— BEGIN EXCERPT —
In fact, William Coll (not Cole) purchased an inn (or hotel) located on Main Street, Sackville, in 1846 from the estate of Abraham Bass. This was “a two-story brick building that no doubt served as their dwelling as well as a tavern and roadhouse.”13 Bass had built this brick structure in 1815, so it would already have been well established as an inn and stage stop. Coll seems to have carried on the tradition. Milner wrote: “These were the halcyon days for Coll’s Hotel, a great resort for the travelling public, where it was said the lights never went out and the fires never burned low.”14 Around 1860 this hotel was sold to Arthur King who kept the tradition going even longer. The Miller Block of commercial buildings was built on this site (up from Allison Ave. on Main Street) after a fire in 1912 cleared the way. Whether the hotel building lasted that long, we do not know, but it certainly represents one of the oldest commercial buildings (brick, of course) for which we have records.
9. Stone houses are also identified in the 1851 Census. There are only two and one was William Crane’s house, the one we know today as “Cranewood” on 113 Main Street, Sackville. The only other stone house was attributed to Thomas DeWolf. The Census tells us DeWolfe was an “Episcopalian Clergyman” and local church records confirm he was the Rector at St. Ann’s Church through this period. The rectory for St. Ann’s was located in Westcock on the Burying Ground Road15 and was the same rectory to which G. G. Roberts brought his family as DeWolf’s successor. The Robert’s family included his son, Charles G. D. Roberts, whose biographer clearly states that they moved into a brick rectory. Existing church records do not clarify this matter so either the census taker mistook a brick house for stone or this biographer mistook a stone house for brick.
There might be a simpler solution to this riddle: that it was a brick house using stone for quoins at the corners (as we have seen in older brick houses) and perhaps around doors and windows. To confirm this possibility, we tracked down a painting completed by Goodrich Roberts some years later. (It was used for the cover of the 2002 edition of Roberts’ The Heart that Knows, edited by Carrie MacMillan.) Unhappily, this artistic rendition of the house (as on the cover) provides little detail and while the colour he chose is suggestive of brick, it doesn’t really decide the matter. We will have to be content with not (quite) knowing, although I think it likely that DeWolf’s rectory was one more brick house. We do know it replaced an earlier rectory in 1838-39 and lasted 40 to 50 years.
— END EXCERPT —
■ THINGS TO DO
#1 Summarize the passage on early Sackville buildings in two sentences.
#2 According to the passage on early Sackville buildings, who bought Coll's hotel around 1860?
#3 Carry on the passage about early Sackville buildings, beginning right after its final sentence.
— BEGIN RECORDS SUPPLIED —
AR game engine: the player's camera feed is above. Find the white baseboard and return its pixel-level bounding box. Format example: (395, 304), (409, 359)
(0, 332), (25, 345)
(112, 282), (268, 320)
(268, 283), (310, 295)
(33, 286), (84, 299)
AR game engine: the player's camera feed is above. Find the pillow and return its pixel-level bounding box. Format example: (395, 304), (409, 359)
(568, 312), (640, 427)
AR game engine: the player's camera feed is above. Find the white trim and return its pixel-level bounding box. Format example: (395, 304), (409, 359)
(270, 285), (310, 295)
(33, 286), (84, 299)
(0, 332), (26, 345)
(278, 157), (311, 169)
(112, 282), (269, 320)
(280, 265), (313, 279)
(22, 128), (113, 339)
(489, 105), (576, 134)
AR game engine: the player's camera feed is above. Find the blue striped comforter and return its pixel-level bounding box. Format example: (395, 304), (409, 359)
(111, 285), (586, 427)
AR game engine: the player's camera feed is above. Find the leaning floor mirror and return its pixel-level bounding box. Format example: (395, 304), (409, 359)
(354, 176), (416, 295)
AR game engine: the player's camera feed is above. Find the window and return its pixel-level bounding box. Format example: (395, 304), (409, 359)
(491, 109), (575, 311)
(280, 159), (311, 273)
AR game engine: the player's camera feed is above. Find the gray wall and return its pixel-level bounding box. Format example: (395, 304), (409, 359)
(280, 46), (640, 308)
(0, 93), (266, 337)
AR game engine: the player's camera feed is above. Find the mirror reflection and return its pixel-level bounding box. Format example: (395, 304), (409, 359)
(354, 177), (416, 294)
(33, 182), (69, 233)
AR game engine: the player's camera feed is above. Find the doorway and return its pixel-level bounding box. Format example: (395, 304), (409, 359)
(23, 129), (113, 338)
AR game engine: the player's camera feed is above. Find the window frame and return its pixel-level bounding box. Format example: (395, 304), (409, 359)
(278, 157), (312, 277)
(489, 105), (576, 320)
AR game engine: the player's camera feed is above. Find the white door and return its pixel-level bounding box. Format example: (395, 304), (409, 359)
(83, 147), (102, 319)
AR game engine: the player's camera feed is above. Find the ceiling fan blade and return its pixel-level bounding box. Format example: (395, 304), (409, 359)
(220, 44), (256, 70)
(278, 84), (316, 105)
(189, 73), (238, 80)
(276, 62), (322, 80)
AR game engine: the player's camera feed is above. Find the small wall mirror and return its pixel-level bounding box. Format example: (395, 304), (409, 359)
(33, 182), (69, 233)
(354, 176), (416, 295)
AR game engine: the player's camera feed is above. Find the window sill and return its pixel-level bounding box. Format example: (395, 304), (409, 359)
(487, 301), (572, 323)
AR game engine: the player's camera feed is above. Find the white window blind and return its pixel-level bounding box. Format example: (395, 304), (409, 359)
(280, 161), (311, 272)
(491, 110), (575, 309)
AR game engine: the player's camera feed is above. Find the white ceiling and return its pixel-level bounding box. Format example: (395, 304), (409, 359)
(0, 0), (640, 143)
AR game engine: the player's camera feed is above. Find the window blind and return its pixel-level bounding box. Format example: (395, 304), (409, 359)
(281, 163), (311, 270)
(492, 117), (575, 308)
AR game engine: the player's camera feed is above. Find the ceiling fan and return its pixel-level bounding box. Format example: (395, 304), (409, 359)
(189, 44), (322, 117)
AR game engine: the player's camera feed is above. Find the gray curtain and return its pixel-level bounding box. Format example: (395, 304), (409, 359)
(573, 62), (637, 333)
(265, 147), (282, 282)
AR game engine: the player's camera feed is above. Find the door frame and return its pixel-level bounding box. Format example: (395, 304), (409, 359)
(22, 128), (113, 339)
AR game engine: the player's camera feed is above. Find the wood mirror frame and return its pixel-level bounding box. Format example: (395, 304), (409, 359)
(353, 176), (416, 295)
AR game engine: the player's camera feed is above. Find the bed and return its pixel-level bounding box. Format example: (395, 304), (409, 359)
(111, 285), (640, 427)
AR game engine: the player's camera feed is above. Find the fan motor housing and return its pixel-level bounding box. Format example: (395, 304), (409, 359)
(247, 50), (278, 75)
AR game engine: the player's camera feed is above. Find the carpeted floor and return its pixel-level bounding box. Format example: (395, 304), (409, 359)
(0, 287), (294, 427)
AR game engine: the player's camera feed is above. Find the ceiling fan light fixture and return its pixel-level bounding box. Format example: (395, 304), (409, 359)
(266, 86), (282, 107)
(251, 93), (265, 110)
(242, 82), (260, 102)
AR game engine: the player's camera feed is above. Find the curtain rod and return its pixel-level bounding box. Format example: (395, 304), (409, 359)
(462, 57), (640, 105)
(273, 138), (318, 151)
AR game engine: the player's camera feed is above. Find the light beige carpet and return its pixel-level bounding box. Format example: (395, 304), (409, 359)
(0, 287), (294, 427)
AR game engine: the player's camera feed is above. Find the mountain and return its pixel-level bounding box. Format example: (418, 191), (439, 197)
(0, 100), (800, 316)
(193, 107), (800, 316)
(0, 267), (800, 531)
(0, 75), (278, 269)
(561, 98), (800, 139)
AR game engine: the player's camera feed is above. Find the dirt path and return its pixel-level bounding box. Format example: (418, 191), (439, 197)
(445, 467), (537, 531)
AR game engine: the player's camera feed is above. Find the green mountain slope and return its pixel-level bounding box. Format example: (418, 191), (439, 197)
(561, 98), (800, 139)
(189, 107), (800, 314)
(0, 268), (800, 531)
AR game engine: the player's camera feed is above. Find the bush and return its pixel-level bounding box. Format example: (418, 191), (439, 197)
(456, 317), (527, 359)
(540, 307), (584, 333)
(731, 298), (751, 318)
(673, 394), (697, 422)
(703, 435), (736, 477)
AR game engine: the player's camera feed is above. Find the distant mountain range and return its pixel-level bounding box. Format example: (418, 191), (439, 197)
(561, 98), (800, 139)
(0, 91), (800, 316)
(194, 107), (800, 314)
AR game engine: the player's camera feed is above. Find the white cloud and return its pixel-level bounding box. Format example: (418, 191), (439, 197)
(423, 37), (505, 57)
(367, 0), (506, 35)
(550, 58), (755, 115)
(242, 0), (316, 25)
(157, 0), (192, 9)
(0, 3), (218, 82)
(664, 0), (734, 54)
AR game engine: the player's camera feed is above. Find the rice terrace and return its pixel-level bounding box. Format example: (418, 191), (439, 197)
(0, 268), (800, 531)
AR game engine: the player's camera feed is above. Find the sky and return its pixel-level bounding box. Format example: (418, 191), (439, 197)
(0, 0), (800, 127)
— END RECORDS SUPPLIED —
■ ANSWERS PER TASK
#1 In 1846 William Coll bought a two-story brick inn on Main Street, Sackville, from the estate of Abraham Bass, who had built it in 1815, and around 1860 the hotel was sold to Arthur King. The 1851 Census lists only two stone houses, William Crane's and one attributed to Thomas DeWolf, but DeWolf's rectory may have been a brick house with stone quoins, a question that a painting by Goodrich Roberts does not settle.

#2 Arthur King.

#3
10. The last listing of brick houses we can pluck from the 1851 Census is for Joseph Bowser.16 The son of Thomas Bowser, a Yorkshire immigrant, the elder Bowser had purchased two of the original shares of the Township that extended from Lorne Street all the way up York Street. Various Bowsers settled up and down this substantial holding and we can find two J. Bowsers on the Walling map as late as 1862. By the time of the 1851 Census, Joseph was already 60 years old and having married (for the first time) in the early 1820s, that seems a plausible time for him to have erected this brick house. It was on York Street just above Salem where many of us will remember “Hillcrest House.” One of Joseph’s nephews (or son of a nephew?) built that handsome wood frame house with an Italianate tower on the same site in 1880. So, Joseph’s brick house must have lasted 50 to 60 years.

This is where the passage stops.